** Given problem a **
Reproduce the passage of the emerging-markets article starting at "The challenges in" and ending at "Commerce in Shanghai.", word for word.

Time to Reengage with, Not Retreat from, Emerging Markets

By Bernd WaltermannDavid Michael, and Dinesh Khanna

These are challenging times for emerging markets. China’s economy is expanding at the slowest pace in more than a decade, and annual growth in once-booming nations like Brazil, Mexico, Russia, and South Africa has slowed to about 1.5 to 2.5 percent. Look around the developing world, and currencies are weakening, worries about asset bubbles and rising debt are mounting, and foreign direct investment has fallen sharply. This volatility leaves many companies wondering if they are overexposed to the risks of emerging markets.

The challenges in emerging markets go beyond volatility. Fundamental, longer-term changes are transforming the competitive landscape. In most emerging markets, domestic companies with low cost structures and intimate knowledge of local consumers are more aggressive and are quickly improving their operations. Competition for increasingly scarce talent is fiercer and is driving up labor costs. Such trends are hurting profits. In China, for example, the share of U.S. companies reporting that their operating margins were higher than the global average dropped from about 50 percent to just over 30 percent between 2010 and 2013, according to the American Chamber of Commerce in Shanghai.

Still Where the Action Is

But companies that plan to look for the exits or scale back in emerging markets should reconsider. The most fundamental trends remain promising. One is that emerging markets will remain an unmatched source of growth in most industries. Another is that hundreds of millions of households will continue to join the ranks of the middle class and affluent in the decade ahead.

Despite the discouraging headlines, emerging markets are more important today than ever before. Even with all the turbulence in 2013, these economies accounted for 68 percent of global growth. Although the overall pace has slowed, Oxford Economics projects that GDPs of emerging markets will grow 2.2 percentage points faster than those of developed economies over the next four years. Just in terms of infrastructure, demand for investment in emerging markets will total a stunning $25 trillion through 2025, according to some estimates.

The biggest driver of growth will be rising incomes. The Boston Consulting Group projects that in Turkey, an additional 6 million households will enter the middle and affluent classes in the next five years. In Indonesia, we project that 68 million people—roughly equivalent to the entire population of the UK—will make a similar leap by 2020. Thirty-seven percent of Brazil’s 60 million households will belong to the middle and affluent classes by 2020, compared with 29 percent now, and will represent a $1.2 trillion market. In China and India, such households will represent $10 trillion in buying power. Companies will have to look beyond a country’s GDP and focus instead on the more significant factors that will generate growth: rising consumption by relevant segments of consumer markets, and signals that purchasing power is about to take off.

To win in emerging markets, executives will need to rethink their approaches. As many of these economies make the transition from superhigh growth, tapping major new sources of revenue will become harder than in the past. Executives should adopt a more differentiated approach to emerging markets and market segments. Companies should build new capabilities, adjust their business models, and improve their execution. We believe that the following are the primary corporate challenges.

** Task input **
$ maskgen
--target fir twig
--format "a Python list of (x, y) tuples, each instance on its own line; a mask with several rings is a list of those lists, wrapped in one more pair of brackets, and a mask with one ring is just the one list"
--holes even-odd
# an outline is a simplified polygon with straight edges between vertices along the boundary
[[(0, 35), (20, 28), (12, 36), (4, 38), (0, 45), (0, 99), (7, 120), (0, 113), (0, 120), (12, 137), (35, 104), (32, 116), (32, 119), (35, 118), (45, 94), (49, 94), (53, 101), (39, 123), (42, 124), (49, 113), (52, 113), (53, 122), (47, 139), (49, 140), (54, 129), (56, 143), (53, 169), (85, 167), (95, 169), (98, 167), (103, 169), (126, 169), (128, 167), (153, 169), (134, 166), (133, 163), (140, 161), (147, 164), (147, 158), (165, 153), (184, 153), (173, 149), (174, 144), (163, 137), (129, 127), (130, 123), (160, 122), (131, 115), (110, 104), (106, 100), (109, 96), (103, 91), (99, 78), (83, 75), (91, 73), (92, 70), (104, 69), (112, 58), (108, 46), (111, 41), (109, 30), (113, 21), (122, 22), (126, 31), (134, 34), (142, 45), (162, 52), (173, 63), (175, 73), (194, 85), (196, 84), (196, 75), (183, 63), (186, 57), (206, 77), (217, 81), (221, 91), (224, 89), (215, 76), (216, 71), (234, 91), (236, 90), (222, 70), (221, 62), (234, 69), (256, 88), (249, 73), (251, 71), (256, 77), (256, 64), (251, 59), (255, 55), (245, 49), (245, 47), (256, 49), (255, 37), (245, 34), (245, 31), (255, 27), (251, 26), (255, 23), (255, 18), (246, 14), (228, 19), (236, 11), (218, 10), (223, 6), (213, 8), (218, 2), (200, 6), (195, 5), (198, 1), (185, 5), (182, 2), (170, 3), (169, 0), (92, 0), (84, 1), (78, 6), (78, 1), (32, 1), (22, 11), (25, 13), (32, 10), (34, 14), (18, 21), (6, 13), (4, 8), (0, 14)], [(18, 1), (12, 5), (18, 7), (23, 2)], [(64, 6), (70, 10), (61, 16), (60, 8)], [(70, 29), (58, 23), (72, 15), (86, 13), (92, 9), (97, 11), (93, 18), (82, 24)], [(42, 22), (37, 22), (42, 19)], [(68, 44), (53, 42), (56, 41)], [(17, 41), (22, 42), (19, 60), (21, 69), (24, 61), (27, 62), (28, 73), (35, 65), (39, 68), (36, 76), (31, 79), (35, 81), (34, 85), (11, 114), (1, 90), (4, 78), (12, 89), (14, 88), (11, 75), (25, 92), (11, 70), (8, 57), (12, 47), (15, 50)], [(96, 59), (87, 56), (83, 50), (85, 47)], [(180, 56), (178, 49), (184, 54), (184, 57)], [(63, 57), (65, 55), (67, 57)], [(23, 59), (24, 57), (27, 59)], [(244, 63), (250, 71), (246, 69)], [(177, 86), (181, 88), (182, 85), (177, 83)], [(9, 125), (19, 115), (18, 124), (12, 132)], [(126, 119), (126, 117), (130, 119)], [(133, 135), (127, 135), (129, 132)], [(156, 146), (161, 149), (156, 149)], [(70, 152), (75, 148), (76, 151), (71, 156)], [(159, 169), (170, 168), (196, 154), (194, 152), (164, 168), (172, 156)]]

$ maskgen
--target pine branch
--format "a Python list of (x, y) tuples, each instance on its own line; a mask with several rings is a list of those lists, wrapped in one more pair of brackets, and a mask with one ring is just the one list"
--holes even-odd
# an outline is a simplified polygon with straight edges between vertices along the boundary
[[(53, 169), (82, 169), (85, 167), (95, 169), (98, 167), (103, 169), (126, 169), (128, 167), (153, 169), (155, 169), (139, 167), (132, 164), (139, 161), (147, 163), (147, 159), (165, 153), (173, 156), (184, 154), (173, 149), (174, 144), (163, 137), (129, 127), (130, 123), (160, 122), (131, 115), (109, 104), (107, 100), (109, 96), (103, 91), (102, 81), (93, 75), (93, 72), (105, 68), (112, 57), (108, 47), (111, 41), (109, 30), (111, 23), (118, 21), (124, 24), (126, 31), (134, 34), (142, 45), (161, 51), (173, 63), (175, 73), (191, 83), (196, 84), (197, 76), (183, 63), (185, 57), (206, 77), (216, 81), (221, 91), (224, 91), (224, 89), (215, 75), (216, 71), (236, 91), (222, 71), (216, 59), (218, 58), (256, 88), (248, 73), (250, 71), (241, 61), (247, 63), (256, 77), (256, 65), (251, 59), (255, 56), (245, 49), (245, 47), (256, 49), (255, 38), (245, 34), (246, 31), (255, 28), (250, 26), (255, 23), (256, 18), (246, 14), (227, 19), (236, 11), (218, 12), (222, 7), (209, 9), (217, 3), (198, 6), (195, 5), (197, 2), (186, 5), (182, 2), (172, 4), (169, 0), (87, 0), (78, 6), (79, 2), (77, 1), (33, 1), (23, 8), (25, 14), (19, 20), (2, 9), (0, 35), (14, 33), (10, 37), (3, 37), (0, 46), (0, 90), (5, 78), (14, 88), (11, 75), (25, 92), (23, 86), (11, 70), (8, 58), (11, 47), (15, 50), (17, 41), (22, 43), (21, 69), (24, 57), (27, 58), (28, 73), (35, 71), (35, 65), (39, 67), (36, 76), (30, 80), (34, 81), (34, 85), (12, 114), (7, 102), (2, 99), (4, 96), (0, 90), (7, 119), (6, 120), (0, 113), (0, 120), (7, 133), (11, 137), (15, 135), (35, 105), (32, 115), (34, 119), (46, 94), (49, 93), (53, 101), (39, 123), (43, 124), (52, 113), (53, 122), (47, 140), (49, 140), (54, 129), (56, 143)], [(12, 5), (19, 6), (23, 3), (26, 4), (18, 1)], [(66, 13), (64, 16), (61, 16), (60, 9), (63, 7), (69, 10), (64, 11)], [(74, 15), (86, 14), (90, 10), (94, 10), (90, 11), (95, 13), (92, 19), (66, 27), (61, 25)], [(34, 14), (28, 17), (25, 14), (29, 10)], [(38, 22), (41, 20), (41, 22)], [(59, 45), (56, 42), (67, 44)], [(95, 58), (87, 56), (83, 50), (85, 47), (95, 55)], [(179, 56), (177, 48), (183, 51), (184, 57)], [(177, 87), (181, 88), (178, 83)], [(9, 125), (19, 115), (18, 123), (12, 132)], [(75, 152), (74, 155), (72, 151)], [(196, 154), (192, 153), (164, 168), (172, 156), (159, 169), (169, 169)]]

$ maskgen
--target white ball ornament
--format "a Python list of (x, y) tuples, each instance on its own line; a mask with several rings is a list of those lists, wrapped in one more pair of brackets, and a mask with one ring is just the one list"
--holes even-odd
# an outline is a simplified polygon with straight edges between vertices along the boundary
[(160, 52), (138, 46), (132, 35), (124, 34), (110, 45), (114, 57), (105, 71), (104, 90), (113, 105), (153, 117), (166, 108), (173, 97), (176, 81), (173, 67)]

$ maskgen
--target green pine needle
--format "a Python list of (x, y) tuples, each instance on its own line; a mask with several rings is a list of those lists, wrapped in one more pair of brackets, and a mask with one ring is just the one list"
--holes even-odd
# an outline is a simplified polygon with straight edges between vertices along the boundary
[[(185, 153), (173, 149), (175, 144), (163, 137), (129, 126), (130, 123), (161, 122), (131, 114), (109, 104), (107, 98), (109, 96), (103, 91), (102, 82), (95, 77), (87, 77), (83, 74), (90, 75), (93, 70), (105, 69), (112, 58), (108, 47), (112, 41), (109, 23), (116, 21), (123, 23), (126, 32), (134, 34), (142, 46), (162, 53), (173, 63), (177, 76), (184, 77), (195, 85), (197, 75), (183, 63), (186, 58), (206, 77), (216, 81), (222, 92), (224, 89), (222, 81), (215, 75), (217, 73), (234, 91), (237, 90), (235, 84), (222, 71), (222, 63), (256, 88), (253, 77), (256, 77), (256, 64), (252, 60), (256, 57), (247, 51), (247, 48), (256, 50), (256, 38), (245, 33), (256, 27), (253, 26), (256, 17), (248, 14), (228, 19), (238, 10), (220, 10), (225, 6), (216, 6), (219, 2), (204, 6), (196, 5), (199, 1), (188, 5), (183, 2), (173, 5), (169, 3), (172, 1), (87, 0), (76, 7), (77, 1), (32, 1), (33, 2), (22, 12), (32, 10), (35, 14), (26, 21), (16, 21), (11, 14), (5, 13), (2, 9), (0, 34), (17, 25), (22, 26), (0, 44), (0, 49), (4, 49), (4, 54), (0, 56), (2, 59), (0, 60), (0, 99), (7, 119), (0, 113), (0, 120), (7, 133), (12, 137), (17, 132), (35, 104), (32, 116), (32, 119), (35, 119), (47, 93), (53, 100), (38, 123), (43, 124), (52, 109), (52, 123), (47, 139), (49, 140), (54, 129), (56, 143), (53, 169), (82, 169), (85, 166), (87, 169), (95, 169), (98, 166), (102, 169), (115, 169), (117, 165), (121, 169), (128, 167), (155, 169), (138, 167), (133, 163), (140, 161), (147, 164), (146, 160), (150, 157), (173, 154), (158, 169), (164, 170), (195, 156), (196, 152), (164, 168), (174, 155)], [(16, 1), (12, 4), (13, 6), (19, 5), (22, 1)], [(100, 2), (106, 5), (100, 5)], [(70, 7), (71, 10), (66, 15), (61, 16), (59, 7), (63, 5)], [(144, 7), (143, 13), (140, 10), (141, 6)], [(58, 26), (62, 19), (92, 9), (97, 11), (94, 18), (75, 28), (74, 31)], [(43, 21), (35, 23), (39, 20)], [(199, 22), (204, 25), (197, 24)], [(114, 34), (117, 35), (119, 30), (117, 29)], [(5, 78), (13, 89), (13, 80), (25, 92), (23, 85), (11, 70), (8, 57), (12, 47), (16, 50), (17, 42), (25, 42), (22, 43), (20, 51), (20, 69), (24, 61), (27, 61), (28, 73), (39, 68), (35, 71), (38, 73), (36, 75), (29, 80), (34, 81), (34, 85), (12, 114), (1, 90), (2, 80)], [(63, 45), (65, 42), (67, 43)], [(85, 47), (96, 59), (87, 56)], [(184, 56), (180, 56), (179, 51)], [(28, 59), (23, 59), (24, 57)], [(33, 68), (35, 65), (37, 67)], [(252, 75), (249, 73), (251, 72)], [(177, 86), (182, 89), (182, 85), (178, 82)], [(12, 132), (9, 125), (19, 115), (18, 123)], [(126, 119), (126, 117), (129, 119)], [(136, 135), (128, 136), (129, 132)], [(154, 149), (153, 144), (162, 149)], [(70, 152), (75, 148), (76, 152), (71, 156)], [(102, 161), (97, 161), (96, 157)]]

** Given problem b **
List every line of the listing above that contains the string "pine".

** Solution a **
The challenges in emerging markets go beyond volatility. Fundamental, longer-term changes are transforming the competitive landscape. In most emerging markets, domestic companies with low cost structures and intimate knowledge of local consumers are more aggressive and are quickly improving their operations. Competition for increasingly scarce talent is fiercer and is driving up labor costs. Such trends are hurting profits. In China, for example, the share of U.S. companies reporting that their operating margins were higher than the global average dropped from about 50 percent to just over 30 percent between 2010 and 2013, according to the American Chamber of Commerce in Shanghai.

** Solution b **
--target pine branch
--target green pine needle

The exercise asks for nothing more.